» GIVEN PROBLEM
Return every line of the material below that contains the string "truck".

» ENTRIES
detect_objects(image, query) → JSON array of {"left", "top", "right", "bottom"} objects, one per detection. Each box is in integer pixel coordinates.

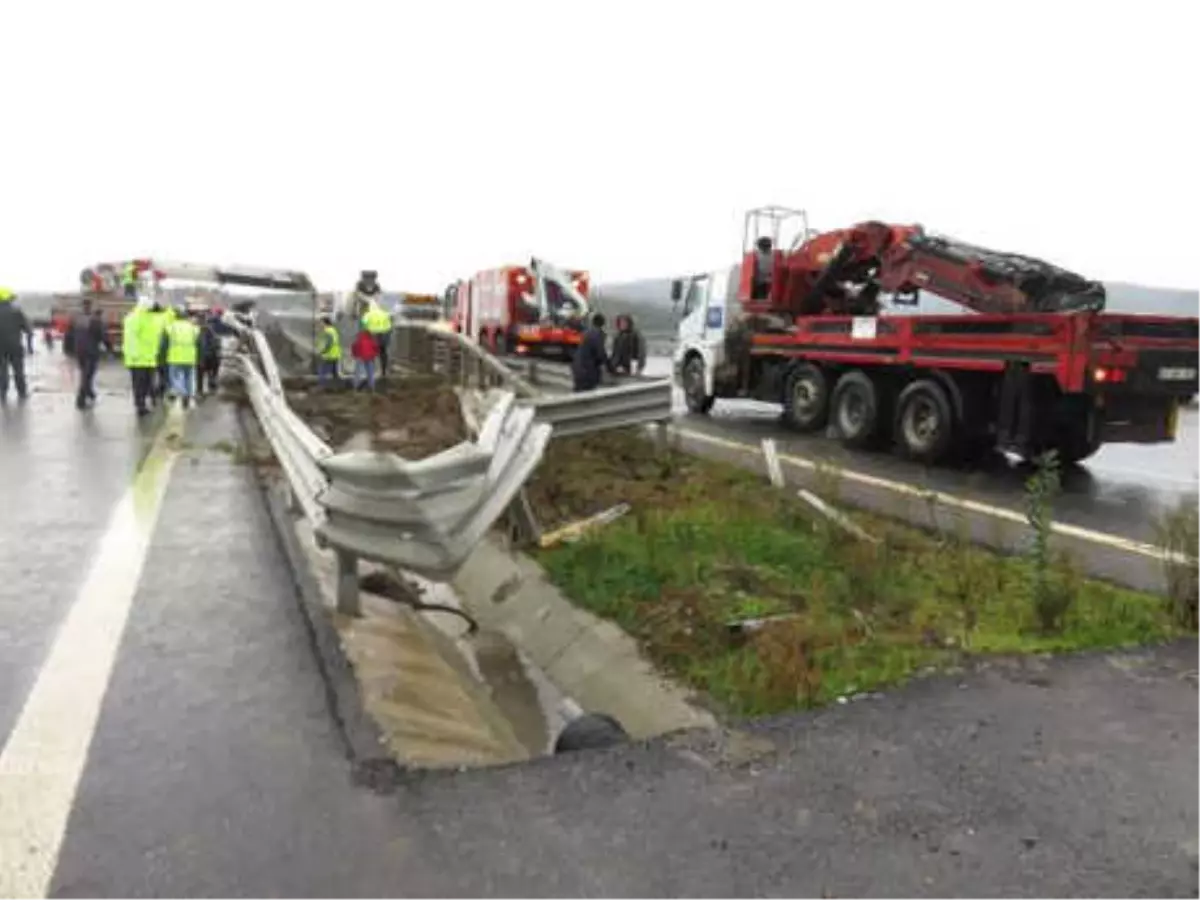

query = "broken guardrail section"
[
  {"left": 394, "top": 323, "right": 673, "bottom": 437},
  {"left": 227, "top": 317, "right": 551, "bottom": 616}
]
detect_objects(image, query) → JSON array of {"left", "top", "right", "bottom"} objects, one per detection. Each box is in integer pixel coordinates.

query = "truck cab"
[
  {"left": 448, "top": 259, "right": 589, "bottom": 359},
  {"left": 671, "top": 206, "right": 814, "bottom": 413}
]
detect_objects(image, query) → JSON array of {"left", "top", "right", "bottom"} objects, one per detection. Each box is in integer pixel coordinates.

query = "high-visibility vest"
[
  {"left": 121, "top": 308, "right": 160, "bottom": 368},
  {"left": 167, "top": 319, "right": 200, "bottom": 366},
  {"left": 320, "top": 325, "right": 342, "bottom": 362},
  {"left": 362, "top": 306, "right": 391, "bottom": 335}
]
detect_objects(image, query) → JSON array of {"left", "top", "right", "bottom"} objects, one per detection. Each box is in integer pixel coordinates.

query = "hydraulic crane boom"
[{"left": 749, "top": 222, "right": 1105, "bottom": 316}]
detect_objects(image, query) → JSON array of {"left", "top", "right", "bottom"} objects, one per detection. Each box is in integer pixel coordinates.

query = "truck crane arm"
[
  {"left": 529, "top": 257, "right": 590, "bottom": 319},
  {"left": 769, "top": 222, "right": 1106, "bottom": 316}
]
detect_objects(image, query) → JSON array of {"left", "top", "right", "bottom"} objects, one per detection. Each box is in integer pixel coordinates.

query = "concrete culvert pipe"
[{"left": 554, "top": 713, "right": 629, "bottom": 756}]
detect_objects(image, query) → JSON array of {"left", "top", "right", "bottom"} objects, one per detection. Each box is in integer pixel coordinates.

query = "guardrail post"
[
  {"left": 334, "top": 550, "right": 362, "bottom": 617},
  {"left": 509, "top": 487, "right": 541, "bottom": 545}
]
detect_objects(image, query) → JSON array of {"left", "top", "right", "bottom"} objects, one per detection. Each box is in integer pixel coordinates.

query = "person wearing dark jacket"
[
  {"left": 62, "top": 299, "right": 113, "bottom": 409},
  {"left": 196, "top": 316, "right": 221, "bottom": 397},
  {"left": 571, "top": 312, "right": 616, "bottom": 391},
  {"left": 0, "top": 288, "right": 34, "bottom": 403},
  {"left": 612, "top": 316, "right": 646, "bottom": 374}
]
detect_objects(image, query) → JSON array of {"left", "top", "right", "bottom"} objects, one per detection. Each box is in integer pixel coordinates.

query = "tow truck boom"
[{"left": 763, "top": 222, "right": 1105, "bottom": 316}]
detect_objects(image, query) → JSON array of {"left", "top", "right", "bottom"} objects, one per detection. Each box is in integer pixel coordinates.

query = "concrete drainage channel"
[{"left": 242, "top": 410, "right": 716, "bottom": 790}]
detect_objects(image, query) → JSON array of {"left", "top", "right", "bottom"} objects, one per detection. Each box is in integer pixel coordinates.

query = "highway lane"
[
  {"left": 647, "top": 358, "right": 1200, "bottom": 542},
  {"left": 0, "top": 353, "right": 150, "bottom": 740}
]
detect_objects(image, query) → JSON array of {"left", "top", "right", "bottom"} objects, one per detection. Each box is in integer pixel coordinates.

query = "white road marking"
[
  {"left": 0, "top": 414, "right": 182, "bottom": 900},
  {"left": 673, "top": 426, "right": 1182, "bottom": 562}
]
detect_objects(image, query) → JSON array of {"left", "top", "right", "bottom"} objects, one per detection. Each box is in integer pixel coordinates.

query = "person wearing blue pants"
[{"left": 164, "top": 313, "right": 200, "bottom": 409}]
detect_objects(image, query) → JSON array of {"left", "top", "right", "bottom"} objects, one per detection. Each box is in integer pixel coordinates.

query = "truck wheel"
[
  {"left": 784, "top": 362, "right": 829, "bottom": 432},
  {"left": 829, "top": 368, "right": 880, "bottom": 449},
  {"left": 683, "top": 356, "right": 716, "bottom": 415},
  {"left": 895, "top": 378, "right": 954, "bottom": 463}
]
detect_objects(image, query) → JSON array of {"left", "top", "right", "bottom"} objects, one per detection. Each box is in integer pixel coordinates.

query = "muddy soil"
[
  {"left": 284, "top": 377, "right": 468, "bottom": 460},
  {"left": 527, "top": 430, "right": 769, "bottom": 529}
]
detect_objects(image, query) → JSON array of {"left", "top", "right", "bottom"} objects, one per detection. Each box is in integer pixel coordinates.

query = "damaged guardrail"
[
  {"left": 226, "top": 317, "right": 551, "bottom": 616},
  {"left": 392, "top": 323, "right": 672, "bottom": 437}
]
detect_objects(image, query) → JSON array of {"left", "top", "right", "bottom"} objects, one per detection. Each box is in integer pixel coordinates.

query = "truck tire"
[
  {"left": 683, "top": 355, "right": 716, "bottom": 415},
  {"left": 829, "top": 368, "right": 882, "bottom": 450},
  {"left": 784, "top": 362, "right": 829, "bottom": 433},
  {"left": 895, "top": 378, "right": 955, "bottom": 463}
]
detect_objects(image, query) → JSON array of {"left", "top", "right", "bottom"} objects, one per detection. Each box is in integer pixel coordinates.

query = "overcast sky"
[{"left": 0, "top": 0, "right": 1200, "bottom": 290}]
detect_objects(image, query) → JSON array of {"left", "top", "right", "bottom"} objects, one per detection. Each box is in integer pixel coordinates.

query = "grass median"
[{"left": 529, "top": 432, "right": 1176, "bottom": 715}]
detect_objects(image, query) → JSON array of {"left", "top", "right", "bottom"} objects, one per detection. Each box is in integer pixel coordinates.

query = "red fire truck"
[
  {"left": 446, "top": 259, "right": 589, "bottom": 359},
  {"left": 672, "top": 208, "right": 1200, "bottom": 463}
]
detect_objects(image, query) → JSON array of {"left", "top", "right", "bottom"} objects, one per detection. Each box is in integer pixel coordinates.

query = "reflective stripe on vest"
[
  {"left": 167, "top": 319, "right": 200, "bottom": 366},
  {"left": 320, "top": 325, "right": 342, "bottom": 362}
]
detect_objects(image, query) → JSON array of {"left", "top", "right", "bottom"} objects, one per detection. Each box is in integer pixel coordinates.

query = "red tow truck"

» RESPONSE TO THIS EXERCISE
query = "truck cab"
query = "truck crane arm"
query = "tow truck boom"
query = "truck wheel"
query = "truck tire"
query = "red fire truck"
query = "red tow truck"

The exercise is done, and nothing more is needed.